What is required: Copy each of the entries below, character for character, without any changes.

====== Provided data

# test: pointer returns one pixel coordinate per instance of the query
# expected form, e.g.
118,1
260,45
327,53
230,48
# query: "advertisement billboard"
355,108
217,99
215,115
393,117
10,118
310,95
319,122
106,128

============

In response:
# test: pointer returns one pixel coordinate per instance of the query
# expected form, e.g.
118,1
260,45
327,53
230,48
# query: "advertisement billboard"
355,108
217,99
215,115
393,117
10,118
310,95
319,122
106,128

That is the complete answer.